[Records from a pointing dataset]
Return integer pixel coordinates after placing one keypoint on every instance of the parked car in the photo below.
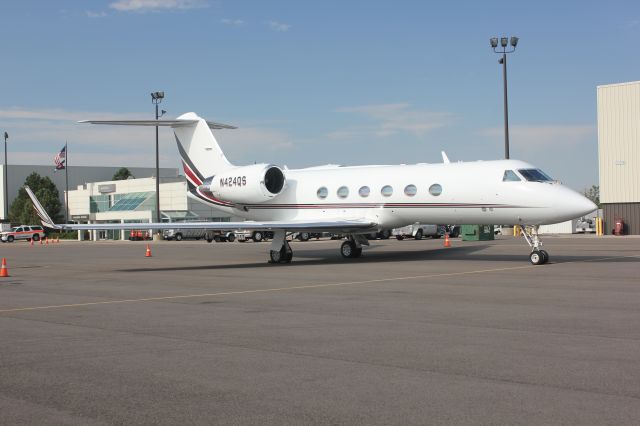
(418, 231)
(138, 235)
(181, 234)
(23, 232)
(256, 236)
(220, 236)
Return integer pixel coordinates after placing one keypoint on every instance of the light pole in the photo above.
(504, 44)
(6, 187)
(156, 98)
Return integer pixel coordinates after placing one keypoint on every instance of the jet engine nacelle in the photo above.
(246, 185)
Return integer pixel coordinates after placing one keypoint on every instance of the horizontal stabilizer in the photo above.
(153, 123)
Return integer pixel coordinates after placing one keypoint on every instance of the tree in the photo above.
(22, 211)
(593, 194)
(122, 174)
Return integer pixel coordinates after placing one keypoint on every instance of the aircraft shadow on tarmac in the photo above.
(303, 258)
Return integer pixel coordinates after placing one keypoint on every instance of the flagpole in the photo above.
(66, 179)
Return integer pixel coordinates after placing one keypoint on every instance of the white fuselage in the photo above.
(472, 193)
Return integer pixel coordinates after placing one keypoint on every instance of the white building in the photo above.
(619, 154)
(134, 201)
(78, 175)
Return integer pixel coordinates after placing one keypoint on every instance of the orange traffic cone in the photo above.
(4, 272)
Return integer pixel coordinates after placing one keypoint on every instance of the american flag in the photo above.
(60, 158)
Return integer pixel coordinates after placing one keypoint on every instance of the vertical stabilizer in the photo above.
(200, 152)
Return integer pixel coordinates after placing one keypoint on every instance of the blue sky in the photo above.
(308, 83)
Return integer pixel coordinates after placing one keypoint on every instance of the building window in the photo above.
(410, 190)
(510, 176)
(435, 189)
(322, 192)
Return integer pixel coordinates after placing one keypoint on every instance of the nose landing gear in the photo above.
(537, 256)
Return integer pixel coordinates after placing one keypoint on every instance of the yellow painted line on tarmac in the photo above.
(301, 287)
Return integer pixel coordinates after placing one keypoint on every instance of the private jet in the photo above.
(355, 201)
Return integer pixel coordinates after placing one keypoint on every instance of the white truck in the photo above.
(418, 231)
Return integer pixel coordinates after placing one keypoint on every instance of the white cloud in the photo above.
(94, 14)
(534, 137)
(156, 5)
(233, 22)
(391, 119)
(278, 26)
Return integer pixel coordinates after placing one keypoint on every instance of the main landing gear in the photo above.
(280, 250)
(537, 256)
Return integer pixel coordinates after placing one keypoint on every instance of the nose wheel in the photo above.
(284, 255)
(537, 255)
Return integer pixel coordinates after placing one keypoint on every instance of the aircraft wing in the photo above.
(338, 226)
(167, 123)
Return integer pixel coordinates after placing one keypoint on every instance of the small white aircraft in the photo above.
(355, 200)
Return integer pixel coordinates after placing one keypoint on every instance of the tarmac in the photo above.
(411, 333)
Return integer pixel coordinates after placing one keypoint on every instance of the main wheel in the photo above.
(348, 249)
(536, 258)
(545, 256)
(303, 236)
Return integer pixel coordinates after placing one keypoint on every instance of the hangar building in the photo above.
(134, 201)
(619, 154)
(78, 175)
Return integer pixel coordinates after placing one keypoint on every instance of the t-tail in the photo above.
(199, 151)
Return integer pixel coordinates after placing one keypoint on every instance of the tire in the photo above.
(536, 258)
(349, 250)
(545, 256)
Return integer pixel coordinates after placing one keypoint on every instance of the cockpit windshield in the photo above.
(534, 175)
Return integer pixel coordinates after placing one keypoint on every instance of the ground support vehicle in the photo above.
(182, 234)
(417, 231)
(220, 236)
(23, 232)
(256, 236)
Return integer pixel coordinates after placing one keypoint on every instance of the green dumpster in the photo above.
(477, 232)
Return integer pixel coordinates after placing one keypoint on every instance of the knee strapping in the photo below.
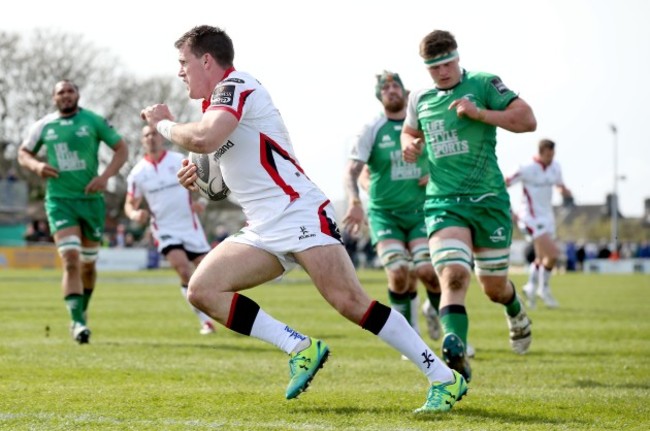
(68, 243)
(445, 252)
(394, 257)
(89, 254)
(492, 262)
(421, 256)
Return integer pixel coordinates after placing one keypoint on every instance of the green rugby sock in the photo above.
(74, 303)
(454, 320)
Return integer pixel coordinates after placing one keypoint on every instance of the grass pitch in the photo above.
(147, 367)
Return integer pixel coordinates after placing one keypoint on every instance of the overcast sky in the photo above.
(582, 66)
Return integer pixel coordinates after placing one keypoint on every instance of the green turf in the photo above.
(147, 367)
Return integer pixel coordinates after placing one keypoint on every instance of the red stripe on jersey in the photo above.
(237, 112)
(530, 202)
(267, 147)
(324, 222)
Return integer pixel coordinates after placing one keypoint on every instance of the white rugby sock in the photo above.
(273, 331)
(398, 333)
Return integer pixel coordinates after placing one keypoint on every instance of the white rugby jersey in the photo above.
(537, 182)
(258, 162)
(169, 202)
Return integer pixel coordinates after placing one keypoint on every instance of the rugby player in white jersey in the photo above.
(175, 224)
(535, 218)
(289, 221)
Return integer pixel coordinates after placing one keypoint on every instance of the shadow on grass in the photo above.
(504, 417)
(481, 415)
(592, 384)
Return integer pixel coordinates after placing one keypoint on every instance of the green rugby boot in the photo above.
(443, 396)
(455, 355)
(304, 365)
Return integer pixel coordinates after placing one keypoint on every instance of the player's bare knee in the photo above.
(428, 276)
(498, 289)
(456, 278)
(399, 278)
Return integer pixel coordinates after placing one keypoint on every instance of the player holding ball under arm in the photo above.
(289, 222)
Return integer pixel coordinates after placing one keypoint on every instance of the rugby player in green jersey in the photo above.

**Exercise:**
Transcribe all of the material above line for line, without changes, omitting the pictures.

**Complete output:**
Return integer pixel coordinates after placing one keypoint on every instance of the parked car in the photo below.
(418, 231)
(138, 235)
(181, 234)
(23, 232)
(256, 236)
(220, 236)
Return integer pixel coordinates after placing one keypoint on every instance of the light pole in the photo above.
(504, 44)
(6, 187)
(156, 98)
Return integer pixel coordinates after placing one keypoint on every instance of the jet engine nacelle in the photo above.
(246, 185)
Return integer pixel coordinates after placing one keypoint on every instance of the horizontal stabilizer in the photo above.
(153, 123)
Return integer pixel coordinates after placing one keypoint on every instance of the tree in the photo above.
(22, 211)
(593, 194)
(122, 174)
Return integer pixel coordinates after placing one keypoint on every instance of the aircraft shadow on tarmac in the photo above.
(303, 258)
Return integer pixel coordinates after placing one keypoint on every instance of the flagpole in the photo above.
(66, 179)
Return integer pixel coordinates after placing one keypoint on every instance of the white fuselage in the photo above.
(472, 193)
Return integer pixel coordinates after placing one keypoint on every instance of the white building in the photo above.
(619, 154)
(134, 201)
(78, 175)
Return integer pixel coordinates after placing one keypoint on every instance of the orange traffic cone in the photo above.
(4, 272)
Return integer pixel coordinates after placing one keypoint on every instance of the american flag in the photo above.
(60, 158)
Return integer pixel coordinates after placing one keypoint on every instance of the vertical stabilizer in the photo above.
(200, 152)
Return integer pixel coordinates after placing one keypoint on every instance of the blue sky in the photo above.
(308, 83)
Return integer pixel coordinates after placing one keypoint on every instance of the building window in the photo above.
(410, 190)
(510, 176)
(435, 189)
(322, 192)
Return integer pixel coordinates after placing one keypoint on every instance of the nose landing gear in the photo above.
(537, 256)
Return integer pixel coordinates after placing one keypoint on every instance of the yellow painted line on tarmac in the photo above.
(301, 287)
Return integer pixel coordinates after placing one keypoint on every instance of the private jet in the photo above.
(355, 201)
Return integer pixel coordinates after placing one keypoint on every instance of the white truck in the photo above.
(418, 231)
Return integer pixel coordinates after placing one keypoint on every instance of the white cloud in the photo above.
(94, 14)
(534, 137)
(156, 5)
(233, 22)
(391, 119)
(278, 26)
Return integer pixel coordinates after placing one keypoint on every instance of the main landing gear in the photo above.
(280, 250)
(537, 256)
Return integer pixel coordinates after placing one keypoint on every instance of the nose wheel in the photo above.
(284, 255)
(537, 255)
Return integer pixel coordinates after placing one keypoint on every instance of the aircraft wing in the photo above.
(338, 226)
(167, 123)
Return integer pixel coordinates after placing one keypoint on every instance of the small white aircraft in the photo above.
(355, 200)
Return integer pixel coordinates after placing one keypoint on every instance of the tarmac in the photo above.
(411, 333)
Return integer pixel coordinates after placing one keypoint on every instance of the main wheel in the photo above.
(348, 249)
(536, 258)
(545, 256)
(303, 236)
Return integer pixel coordinates after placing one keypoint on every instance of the hangar building in the photo above.
(134, 201)
(619, 154)
(78, 175)
Return integer pixel coordinates after placing one keypoint on every instance of the t-tail in the photo above.
(199, 151)
Return integer pixel coordinates after placing one keypoint on every instance of the tire in the photo above.
(536, 258)
(349, 250)
(545, 256)
Return integer pixel coordinates after placing one keypoint on every instance of the cockpit windshield in the photo above.
(534, 175)
Return integer pixel coordinates after placing one keypoint on every instance of the ground support vehicle in the photo above.
(182, 234)
(417, 231)
(220, 236)
(23, 232)
(256, 236)
Return integer pixel coordinates after placing one keypoint on every instance of the green dumpster in the photo above.
(477, 232)
Return integer pixel coordinates after placing one keypoint on every instance of the knee strapping in the photo below.
(68, 243)
(445, 252)
(394, 257)
(89, 254)
(492, 262)
(421, 256)
Return integer pixel coordinates after placing one keypoint on every instance of the green rugby sock in the photo above.
(74, 303)
(454, 320)
Return integer pixel coordinates after placing one keypoint on every instance of the grass pitch in the photo above.
(147, 367)
Return integer pixel coordinates after placing one keypoint on every instance of the overcast sky in the photo above.
(582, 66)
Return integer pixel coordinates after placing one keypoint on every instance of the green turf in the photo above.
(147, 367)
Return integer pixel coordinates after placing one keypoint on every instance of the red stripe on jersey in the photo above.
(237, 112)
(530, 202)
(267, 147)
(324, 222)
Return integer pixel coordinates after placing one keypoint on every instance of the white rugby sock in the photo above.
(273, 331)
(398, 333)
Return integer pixel coordinates after placing one keypoint on every instance of the white rugby jersey in the photo above.
(537, 182)
(258, 162)
(169, 202)
Return integer pixel coordinates after placing one keypoint on every instance of the rugby player in white jersey in the photo above.
(175, 224)
(535, 218)
(289, 221)
Return integer pixel coordinates after placing one keypoint on every instance of the shadow on grass in the photo above.
(504, 417)
(481, 415)
(592, 384)
Return integer pixel coordinates after placing one keypoint on every instance of the green rugby boot in the photo above.
(443, 396)
(455, 355)
(304, 365)
Return integer pixel coordinates after placing one keypoint on every instance of the player's bare knee in the photo above.
(428, 276)
(498, 289)
(456, 278)
(399, 278)
Return integer pixel coordinates after placing one keypoint on every instance of the player holding ball under arm in the photo above.
(289, 222)
Return integer pixel coordinates after placing one keypoint on every instance of the rugby player in green jersey in the photo above.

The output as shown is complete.